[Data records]
+++

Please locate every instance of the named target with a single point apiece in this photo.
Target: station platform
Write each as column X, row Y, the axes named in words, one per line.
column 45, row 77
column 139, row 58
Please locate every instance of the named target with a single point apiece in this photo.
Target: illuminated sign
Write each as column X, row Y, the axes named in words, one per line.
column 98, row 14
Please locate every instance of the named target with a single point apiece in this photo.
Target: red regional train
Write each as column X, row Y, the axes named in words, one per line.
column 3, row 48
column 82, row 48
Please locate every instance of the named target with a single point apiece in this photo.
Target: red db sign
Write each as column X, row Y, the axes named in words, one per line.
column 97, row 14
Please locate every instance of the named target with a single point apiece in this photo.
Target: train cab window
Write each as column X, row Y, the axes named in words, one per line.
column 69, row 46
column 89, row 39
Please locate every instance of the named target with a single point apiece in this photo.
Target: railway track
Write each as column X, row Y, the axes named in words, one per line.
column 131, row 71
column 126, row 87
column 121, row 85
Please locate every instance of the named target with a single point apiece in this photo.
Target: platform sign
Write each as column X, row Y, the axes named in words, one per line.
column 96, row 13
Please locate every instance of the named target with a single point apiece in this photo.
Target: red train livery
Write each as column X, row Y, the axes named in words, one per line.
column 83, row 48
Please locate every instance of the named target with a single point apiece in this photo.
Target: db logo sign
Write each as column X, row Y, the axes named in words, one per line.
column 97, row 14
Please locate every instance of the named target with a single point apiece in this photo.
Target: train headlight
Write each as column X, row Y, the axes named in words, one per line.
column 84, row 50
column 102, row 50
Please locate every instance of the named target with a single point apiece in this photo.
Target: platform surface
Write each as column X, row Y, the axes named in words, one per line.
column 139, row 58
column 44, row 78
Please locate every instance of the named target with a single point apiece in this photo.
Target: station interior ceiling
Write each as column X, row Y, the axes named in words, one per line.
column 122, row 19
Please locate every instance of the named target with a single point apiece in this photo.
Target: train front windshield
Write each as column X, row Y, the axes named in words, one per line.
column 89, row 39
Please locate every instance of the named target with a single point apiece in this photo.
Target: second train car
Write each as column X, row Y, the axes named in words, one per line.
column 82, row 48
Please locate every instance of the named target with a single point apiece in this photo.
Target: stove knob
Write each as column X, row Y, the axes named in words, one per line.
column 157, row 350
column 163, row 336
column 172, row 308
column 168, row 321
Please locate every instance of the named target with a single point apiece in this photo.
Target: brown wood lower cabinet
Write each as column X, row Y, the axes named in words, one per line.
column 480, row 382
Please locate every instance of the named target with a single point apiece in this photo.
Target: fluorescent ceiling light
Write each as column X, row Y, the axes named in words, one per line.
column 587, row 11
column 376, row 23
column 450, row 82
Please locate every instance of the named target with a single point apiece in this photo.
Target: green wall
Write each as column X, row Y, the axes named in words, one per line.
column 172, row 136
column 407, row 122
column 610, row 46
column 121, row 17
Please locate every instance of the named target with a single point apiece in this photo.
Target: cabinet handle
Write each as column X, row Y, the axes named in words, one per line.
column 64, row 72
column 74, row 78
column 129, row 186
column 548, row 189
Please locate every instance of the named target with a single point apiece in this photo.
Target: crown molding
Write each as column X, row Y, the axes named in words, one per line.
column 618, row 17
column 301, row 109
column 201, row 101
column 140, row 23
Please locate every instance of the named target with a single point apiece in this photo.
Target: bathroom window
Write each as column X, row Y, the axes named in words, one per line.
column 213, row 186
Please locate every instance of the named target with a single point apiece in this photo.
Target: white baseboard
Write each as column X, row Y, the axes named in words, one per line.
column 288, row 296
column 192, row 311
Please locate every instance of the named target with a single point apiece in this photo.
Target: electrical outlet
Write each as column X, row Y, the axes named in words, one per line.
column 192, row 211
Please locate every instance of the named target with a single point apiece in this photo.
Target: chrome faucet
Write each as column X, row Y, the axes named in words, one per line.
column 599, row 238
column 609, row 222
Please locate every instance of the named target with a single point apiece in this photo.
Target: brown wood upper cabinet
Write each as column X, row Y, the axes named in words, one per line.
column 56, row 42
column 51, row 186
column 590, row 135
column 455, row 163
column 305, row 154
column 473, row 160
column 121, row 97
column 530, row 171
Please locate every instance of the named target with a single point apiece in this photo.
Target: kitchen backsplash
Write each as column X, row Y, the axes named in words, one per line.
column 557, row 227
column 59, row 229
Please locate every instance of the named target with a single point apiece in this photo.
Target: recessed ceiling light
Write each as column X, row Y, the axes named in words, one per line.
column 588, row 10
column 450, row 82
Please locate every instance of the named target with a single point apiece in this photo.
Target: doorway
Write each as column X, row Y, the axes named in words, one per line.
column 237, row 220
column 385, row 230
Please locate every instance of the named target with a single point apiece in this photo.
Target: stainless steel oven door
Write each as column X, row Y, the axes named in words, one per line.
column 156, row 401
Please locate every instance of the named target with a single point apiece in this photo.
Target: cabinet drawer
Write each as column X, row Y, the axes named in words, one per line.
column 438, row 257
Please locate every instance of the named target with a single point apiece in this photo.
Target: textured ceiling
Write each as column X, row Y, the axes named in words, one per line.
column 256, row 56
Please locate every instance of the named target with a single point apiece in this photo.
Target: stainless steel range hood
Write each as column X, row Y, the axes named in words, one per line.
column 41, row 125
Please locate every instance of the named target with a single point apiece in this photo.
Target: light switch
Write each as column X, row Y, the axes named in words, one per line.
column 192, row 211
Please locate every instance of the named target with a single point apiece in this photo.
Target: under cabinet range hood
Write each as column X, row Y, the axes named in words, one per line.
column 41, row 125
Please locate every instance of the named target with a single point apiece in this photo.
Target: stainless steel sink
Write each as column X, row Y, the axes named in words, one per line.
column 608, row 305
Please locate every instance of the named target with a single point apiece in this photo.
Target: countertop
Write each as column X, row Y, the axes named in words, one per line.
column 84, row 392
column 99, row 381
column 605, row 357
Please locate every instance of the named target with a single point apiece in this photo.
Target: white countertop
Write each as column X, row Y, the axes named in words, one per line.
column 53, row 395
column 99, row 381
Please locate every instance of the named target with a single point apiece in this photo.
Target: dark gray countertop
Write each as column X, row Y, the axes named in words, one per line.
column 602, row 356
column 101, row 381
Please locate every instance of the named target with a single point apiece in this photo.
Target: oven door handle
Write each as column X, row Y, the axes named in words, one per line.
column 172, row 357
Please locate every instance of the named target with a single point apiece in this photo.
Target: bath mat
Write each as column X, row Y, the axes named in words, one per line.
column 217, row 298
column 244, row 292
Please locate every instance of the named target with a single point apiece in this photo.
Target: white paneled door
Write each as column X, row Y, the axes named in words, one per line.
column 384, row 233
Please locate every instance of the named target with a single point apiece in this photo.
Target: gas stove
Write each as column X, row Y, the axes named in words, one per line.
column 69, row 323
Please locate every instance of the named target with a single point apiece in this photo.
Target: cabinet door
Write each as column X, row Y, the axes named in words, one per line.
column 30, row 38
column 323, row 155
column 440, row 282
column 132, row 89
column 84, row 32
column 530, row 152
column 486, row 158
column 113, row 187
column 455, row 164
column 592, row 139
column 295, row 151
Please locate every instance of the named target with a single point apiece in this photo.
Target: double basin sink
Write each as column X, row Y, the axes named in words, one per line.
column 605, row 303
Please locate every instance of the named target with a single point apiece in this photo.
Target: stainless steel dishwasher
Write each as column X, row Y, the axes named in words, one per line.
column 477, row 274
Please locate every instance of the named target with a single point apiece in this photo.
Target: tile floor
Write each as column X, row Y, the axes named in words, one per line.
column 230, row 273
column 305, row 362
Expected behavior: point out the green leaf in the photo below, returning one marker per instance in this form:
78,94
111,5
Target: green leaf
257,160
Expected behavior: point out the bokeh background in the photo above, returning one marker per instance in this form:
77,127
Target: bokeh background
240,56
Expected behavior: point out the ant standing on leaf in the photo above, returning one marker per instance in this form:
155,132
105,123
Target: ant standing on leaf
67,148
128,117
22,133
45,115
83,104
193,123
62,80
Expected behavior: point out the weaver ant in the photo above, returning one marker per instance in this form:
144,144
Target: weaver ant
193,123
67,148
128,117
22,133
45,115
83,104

+++

» **WORK INSTRUCTIONS**
Only a number is expected in reply: how many lines of the entries hold the word "steel"?

» **EXPECTED OUTPUT**
4